(Beginning of TEXT FOR ANALYSIS)

Both studies recognize that HIV, like malaria, can affect fertility through biological and volitional channels. As a matter of biology, it can increase miscarriages and vulnerability to other infections that can cause infertility (Juhn, Kalemli-Ozcan, and Turan 2009, Pg, 5–6). As for volition, knowing that a woman is HIV+ or that HIV is spreading locally could affect a couple’s preferences and decisions about having children. Recall that Lucas 2013 distinguished biological and volitional effects of malaria by looking separately at women giving birth for the first time, since they are more susceptible to the disease. HIV is not known to affect first births differently. But researchers can still distinguish the channels by separately studying the impact of the spread of HIV in a community on women who test negative in the survey (but who might not have known their HIV status before); these women are, as it were, immune to the biological channel.

In Juhn, Kalemli-Ozcan, and Turan 2009, about 85% of respondents agreed to HIV testing. Among them, being HIV+ reduced the probability that they had given birth within the year leading up to the survey by 3.4%, and by 9.2% for the last 3 years and 13.6% for the last 5 (Juhn, Kalemli-Ozcan, and Turan 2009, Table 5, col 3). HIV seemed to lower fertility.

At least two considerations should impede us from immediately taking this result at face value. First, the women who refused the test may have been systematically more or less HIV+ on average, in which case their absence would throw the results a bit. Juhn, Kalemli-Ozcan, and Turan 2009 finds test refusers to be more educated, wealthy, and urban, making them statistically akin to respondents who tested HIV+ (Juhn, Kalemli-Ozcan, and Turan 2009, Pg 8). Second, and more important, confounders compete to explain the correlation. Education, wealth, and urban location could lead to lower fertility along with higher HIV prevalence.

(End of TEXT FOR ANALYSIS)

REQUIREMENT 1: Copy everything from "In Juhn, Kalemli-Ozcan, and" down to "to lower fertility." in the passage on HIV and fertility, switching "respondents" to "participants".
REQUIREMENT 2: In the passage on HIV and fertility, how does Juhn, Kalemli-Ozcan, and Turan 2009 describe the women who refused the HIV test?
The listing has no connection to the passage on HIV and fertility.

(Beginning of EXTRACTED MATERIAL)

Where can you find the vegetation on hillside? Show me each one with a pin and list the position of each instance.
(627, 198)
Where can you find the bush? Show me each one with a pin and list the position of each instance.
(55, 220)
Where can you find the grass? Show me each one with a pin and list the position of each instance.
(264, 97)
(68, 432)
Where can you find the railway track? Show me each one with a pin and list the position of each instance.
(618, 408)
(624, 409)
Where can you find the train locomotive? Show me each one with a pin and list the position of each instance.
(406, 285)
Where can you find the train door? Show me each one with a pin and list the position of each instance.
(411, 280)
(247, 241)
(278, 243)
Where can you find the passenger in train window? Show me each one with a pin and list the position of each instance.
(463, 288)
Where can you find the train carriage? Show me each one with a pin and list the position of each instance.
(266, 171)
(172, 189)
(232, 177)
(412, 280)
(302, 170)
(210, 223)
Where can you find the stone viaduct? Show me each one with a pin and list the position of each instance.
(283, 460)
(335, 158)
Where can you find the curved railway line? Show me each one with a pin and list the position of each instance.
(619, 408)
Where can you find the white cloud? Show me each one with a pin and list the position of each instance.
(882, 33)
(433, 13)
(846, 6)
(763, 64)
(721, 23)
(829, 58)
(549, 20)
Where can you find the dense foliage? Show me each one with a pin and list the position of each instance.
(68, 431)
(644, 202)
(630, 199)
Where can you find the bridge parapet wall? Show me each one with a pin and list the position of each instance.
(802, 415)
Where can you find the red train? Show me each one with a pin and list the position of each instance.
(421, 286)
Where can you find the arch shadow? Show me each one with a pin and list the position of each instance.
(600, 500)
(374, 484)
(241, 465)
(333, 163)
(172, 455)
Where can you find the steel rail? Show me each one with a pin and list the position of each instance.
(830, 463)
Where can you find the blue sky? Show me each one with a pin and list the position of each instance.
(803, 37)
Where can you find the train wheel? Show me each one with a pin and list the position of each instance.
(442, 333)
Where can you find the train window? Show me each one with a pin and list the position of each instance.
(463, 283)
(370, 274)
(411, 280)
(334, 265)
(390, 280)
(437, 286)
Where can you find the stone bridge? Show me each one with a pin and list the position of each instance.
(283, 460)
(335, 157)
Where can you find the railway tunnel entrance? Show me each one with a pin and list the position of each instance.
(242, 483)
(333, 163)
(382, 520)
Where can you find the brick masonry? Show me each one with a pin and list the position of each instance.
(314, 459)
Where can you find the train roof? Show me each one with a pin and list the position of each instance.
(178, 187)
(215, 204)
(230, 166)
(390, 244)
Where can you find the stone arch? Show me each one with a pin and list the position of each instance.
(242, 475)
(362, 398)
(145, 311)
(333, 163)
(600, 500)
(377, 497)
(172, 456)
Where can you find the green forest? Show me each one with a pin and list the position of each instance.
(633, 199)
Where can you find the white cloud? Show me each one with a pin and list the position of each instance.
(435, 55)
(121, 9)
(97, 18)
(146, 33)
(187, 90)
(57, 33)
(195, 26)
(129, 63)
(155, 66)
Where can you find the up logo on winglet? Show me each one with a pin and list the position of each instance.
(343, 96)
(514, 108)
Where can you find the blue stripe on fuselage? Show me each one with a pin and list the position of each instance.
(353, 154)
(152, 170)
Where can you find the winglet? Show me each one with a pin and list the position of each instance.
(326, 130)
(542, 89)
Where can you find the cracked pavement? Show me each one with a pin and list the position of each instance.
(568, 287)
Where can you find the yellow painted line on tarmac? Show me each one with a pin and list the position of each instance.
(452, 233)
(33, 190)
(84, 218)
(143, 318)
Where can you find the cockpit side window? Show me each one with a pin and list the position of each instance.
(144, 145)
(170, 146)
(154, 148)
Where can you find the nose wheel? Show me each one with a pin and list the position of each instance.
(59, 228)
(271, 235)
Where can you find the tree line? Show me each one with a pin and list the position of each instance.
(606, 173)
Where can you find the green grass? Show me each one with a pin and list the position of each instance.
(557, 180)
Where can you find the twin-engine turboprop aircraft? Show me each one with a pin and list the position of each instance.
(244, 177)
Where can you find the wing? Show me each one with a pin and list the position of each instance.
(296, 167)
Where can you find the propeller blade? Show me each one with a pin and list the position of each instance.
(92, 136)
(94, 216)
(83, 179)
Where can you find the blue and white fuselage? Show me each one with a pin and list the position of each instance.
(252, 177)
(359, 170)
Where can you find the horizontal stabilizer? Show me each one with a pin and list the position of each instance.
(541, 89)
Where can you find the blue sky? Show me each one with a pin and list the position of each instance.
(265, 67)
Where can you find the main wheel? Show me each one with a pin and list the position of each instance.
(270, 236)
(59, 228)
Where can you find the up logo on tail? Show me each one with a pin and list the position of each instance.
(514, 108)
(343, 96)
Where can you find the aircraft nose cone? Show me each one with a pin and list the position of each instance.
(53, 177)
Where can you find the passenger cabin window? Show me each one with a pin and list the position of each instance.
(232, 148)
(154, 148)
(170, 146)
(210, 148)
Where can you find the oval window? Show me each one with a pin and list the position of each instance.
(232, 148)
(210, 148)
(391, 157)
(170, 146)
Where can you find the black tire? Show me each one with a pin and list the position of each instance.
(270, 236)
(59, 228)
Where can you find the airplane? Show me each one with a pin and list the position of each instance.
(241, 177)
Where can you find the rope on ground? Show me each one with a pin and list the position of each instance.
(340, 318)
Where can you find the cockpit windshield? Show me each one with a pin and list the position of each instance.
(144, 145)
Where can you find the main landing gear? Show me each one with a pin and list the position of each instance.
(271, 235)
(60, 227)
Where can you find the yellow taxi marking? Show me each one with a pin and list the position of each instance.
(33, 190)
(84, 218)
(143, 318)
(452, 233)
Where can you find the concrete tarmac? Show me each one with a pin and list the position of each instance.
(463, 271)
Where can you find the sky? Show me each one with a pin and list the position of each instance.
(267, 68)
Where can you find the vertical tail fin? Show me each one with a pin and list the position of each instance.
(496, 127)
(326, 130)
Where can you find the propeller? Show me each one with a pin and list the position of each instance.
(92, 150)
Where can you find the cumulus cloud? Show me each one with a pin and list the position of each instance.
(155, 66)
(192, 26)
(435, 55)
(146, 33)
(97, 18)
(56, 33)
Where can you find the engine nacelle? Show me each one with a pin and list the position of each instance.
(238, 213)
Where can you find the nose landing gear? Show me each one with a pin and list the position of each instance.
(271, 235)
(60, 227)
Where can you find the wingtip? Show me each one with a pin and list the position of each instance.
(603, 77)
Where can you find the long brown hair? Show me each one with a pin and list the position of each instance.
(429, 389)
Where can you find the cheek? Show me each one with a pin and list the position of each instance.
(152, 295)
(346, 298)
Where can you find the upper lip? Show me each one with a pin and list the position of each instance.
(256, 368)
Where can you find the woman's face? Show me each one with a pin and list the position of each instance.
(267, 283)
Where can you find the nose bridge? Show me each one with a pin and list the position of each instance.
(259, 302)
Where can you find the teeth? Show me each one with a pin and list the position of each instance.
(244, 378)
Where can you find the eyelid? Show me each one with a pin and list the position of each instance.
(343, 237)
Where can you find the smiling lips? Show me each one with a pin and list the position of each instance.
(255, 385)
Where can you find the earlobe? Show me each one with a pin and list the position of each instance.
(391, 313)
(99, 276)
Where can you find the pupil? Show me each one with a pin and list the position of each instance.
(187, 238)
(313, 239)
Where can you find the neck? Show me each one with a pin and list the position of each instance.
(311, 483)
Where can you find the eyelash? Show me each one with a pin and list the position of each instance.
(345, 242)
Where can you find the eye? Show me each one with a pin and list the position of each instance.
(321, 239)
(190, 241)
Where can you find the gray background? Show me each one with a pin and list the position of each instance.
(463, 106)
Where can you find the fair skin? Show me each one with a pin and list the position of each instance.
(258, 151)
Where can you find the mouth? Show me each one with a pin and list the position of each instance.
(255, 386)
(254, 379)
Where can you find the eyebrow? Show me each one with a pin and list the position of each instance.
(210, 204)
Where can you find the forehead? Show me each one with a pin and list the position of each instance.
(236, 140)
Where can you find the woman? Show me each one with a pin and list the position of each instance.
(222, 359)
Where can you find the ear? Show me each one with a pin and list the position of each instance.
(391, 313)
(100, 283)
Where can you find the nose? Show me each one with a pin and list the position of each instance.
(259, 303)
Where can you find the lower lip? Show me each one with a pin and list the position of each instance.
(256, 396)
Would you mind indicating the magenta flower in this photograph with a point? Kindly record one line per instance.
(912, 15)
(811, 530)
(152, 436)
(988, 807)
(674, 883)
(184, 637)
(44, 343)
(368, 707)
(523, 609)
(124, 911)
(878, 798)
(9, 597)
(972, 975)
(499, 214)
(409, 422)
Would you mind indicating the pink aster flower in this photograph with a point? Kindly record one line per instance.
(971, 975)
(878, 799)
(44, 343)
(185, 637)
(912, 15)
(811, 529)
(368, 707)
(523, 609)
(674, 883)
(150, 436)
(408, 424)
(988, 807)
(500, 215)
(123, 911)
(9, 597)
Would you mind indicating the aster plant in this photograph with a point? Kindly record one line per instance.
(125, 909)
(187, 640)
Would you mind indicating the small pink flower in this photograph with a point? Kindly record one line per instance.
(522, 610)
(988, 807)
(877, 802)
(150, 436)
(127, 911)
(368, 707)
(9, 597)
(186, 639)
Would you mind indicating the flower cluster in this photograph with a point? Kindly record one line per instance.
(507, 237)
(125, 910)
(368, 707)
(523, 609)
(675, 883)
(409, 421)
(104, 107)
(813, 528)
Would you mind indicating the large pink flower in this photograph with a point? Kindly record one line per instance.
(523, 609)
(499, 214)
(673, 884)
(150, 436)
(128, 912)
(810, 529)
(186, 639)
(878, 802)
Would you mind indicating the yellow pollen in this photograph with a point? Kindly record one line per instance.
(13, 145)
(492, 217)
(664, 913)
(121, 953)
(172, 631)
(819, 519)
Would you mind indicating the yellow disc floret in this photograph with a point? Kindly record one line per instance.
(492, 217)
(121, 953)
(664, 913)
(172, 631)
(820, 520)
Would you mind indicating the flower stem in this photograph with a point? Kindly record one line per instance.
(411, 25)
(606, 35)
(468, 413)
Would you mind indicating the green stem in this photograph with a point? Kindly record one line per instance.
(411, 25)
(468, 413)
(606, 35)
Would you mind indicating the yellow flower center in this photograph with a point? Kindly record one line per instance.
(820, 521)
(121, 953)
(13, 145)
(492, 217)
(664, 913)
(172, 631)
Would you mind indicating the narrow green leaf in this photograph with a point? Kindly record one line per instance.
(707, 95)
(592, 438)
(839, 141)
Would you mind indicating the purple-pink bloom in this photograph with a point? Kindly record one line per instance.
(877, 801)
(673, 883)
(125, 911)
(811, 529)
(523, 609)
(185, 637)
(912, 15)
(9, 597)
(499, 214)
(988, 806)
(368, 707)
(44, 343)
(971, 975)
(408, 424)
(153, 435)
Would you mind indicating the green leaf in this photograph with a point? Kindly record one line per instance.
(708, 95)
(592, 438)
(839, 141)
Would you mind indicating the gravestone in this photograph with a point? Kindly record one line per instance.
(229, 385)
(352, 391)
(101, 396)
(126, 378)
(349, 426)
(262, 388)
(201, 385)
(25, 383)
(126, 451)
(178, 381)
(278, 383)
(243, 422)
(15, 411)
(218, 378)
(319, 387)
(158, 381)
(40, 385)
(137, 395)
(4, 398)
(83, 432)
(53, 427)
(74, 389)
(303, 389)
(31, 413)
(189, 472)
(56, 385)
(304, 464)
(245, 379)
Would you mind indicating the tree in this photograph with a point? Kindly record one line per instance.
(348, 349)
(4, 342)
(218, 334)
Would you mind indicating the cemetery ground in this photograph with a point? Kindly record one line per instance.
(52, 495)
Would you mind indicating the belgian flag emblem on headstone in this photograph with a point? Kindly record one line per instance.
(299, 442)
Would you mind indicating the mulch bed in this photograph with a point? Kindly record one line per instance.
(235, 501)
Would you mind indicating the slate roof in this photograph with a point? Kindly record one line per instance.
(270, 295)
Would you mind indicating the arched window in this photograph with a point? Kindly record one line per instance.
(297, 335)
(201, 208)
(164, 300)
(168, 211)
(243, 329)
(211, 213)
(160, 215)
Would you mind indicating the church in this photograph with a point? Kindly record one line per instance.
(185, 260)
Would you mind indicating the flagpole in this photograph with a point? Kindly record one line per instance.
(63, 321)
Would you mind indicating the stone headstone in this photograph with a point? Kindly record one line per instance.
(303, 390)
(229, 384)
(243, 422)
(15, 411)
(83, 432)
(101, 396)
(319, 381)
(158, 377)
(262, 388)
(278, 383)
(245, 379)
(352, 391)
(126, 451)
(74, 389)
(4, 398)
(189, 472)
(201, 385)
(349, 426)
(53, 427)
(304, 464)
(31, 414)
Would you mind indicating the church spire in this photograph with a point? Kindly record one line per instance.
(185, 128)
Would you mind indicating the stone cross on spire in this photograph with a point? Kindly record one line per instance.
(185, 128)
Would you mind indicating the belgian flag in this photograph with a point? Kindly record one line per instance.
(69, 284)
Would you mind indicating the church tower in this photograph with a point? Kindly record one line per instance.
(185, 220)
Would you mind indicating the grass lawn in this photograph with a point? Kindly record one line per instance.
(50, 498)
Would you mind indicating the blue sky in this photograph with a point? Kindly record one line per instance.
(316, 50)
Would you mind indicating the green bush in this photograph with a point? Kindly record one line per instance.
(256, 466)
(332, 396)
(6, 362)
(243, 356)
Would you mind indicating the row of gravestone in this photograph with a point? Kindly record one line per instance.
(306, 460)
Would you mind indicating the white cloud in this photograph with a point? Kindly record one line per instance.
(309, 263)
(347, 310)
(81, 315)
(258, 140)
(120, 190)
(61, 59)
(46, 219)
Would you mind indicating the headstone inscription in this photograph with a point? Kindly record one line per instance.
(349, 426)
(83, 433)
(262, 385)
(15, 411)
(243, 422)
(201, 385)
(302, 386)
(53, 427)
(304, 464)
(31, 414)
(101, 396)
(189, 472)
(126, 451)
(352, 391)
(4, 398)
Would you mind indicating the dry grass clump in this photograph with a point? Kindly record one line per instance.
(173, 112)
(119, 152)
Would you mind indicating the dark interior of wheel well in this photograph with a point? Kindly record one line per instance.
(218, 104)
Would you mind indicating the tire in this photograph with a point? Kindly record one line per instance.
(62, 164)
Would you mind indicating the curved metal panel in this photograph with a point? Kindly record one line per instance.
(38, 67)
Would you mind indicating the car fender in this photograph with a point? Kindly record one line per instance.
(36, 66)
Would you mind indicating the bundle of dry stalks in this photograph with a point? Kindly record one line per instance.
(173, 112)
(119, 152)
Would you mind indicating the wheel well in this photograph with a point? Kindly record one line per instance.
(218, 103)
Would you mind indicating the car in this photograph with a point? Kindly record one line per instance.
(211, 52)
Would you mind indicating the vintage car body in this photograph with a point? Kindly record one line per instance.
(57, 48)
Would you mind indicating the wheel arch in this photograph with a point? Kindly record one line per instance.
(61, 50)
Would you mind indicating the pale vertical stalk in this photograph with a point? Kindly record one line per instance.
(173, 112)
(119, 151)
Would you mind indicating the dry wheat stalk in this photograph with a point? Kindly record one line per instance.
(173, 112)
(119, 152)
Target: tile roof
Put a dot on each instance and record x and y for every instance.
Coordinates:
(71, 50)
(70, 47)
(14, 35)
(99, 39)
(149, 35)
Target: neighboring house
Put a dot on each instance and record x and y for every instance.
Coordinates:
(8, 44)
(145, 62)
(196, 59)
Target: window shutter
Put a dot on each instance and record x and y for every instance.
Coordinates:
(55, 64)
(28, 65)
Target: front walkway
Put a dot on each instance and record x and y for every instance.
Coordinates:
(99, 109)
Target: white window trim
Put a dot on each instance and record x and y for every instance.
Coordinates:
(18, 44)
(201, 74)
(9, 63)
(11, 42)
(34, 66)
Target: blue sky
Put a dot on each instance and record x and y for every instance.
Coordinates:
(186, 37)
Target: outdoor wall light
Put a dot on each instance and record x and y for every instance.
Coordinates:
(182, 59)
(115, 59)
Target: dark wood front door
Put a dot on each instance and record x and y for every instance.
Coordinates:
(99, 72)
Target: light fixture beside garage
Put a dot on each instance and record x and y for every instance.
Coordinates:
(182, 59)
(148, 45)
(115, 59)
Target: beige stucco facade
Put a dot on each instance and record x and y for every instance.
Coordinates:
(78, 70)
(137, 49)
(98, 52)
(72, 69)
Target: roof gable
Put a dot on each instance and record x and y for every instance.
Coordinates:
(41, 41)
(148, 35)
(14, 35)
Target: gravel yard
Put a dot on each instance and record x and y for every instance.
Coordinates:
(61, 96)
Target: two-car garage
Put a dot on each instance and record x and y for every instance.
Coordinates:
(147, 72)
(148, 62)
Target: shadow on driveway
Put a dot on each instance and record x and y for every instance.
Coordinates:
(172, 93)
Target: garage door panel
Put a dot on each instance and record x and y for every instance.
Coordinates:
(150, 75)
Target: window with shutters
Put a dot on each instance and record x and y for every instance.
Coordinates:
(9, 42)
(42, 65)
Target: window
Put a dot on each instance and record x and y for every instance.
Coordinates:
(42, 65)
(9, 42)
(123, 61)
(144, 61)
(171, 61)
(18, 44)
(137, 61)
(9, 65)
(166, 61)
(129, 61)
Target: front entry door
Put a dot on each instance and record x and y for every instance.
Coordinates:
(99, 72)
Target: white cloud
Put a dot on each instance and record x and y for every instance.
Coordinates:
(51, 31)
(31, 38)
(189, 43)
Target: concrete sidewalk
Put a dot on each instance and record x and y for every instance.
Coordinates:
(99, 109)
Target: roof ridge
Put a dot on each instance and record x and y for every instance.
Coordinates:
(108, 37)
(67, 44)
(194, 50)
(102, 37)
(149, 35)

(End of EXTRACTED MATERIAL)

ANSWER SPACE 1:
In Juhn, Kalemli-Ozcan, and Turan 2009, about 85% of participants agreed to HIV testing. Among them, being HIV+ reduced the probability that they had given birth within the year leading up to the survey by 3.4%, and by 9.2% for the last 3 years and 13.6% for the last 5 (Juhn, Kalemli-Ozcan, and Turan 2009, Table 5, col 3). HIV seemed to lower fertility.

ANSWER SPACE 2: They were more educated, wealthy, and urban.